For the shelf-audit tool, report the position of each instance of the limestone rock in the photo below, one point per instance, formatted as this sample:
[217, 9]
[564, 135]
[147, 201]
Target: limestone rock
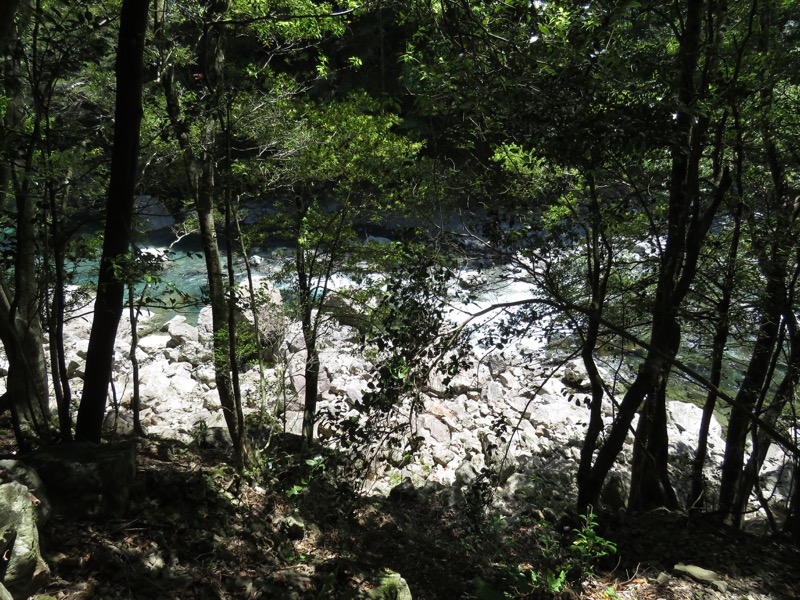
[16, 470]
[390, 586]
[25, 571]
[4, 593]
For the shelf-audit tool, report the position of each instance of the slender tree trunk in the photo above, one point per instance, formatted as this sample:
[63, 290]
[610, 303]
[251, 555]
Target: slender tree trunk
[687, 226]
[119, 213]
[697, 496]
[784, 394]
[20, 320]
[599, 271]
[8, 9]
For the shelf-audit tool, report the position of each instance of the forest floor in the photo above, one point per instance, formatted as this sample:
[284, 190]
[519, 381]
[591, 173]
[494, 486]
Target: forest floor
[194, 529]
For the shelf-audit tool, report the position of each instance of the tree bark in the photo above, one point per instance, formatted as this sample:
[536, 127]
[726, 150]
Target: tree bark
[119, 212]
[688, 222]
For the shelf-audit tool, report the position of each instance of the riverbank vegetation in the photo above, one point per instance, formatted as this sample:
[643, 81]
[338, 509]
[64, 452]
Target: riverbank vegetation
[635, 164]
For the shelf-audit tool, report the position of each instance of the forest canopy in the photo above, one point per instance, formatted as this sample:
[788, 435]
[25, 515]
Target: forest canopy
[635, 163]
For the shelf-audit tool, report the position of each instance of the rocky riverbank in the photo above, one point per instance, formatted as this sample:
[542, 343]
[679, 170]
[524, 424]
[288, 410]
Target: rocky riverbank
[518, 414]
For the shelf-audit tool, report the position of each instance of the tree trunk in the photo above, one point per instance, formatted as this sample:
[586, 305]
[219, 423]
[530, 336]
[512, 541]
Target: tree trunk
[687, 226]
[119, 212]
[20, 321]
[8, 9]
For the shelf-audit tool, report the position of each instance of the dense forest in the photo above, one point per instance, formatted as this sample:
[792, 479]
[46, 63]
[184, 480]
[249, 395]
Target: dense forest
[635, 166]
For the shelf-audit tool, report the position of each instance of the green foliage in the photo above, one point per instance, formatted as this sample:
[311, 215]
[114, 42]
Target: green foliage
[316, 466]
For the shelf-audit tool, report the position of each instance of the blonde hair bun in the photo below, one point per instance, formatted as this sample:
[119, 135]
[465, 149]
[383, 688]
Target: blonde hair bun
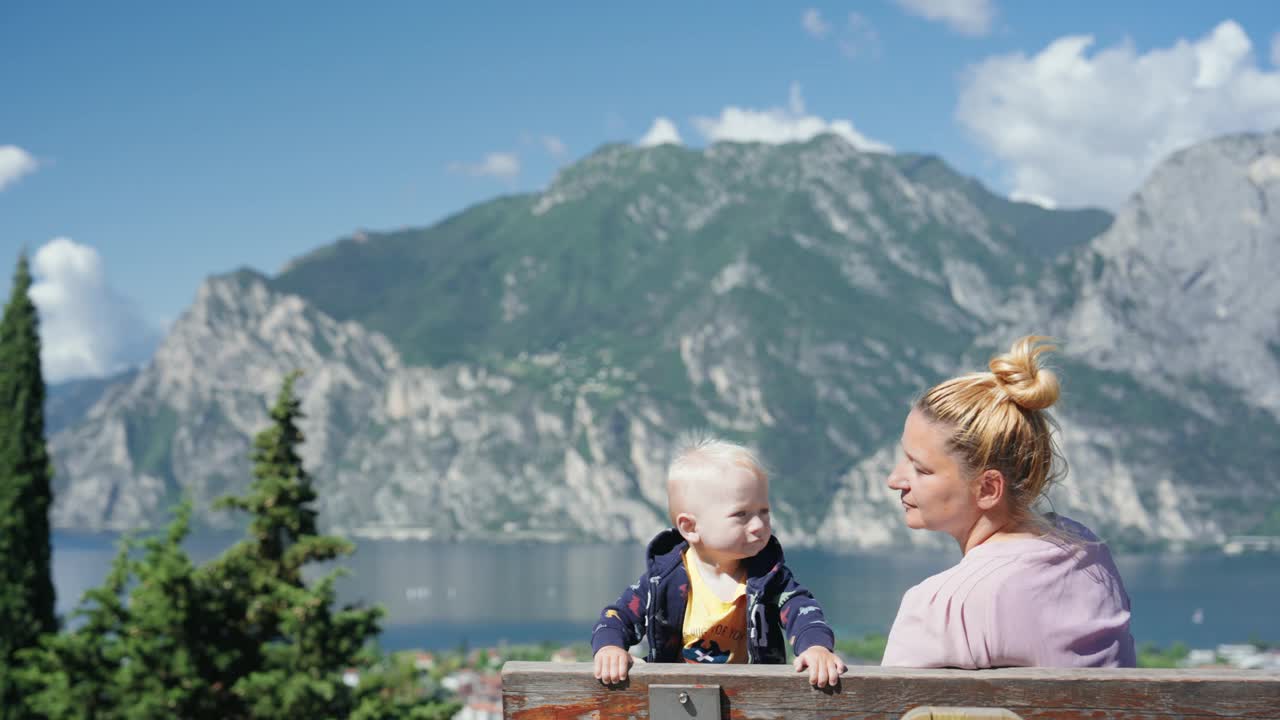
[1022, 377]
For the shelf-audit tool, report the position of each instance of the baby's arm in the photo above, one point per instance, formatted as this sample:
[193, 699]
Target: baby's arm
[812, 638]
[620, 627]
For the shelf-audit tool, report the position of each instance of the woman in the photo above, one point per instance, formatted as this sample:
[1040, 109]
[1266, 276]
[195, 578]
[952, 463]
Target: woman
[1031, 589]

____

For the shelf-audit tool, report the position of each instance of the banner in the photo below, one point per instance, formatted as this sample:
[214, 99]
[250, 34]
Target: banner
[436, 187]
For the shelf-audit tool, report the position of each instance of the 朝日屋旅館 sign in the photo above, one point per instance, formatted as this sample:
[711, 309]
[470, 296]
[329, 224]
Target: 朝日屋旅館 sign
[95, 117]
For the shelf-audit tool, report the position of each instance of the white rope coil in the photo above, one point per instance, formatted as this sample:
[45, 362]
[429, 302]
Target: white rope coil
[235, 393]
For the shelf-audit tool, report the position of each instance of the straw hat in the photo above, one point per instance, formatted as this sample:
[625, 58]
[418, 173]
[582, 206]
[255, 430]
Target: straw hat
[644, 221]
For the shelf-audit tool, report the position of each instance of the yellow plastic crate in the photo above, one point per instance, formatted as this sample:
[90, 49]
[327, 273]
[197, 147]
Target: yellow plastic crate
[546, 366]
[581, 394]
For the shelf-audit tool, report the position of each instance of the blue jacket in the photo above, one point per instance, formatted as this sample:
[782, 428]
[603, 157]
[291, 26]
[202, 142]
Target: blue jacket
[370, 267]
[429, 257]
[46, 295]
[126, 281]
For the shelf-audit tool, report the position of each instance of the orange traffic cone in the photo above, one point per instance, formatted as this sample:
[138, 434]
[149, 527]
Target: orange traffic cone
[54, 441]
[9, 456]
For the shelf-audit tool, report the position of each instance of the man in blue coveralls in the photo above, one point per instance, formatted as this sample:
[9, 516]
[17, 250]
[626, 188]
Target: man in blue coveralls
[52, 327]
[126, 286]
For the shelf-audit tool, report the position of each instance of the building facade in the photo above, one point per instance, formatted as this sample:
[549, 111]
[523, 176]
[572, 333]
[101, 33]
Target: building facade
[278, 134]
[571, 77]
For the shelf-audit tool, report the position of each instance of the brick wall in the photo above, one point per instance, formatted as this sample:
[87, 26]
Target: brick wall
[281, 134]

____

> WHAT THIS TASK INVOLVES
Copy word for word the lines of the listing beginning with the line that contains "of the blonde" and continuing through the line that contains "[1031, 589]", both included. Leave any picture out of the copy.

> WRITTEN RESPONSE
For the shelf-audit tool, report the position of each instance of the blonde hair bun in the photo below, one point per instance, formatted as this sample:
[119, 135]
[465, 149]
[383, 688]
Target: blonde hair bun
[1022, 377]
For the shelf-audit tool, report the position of each instance of the baby's arm in the photo above, one point per instance, formatted as this sample:
[193, 699]
Target: baby's arm
[812, 638]
[620, 627]
For the shelf-audit tool, report the position of each instance of the woman in the photo above, one point per instance, formatted as this sample:
[1040, 109]
[1266, 276]
[195, 578]
[952, 463]
Target: woman
[1031, 589]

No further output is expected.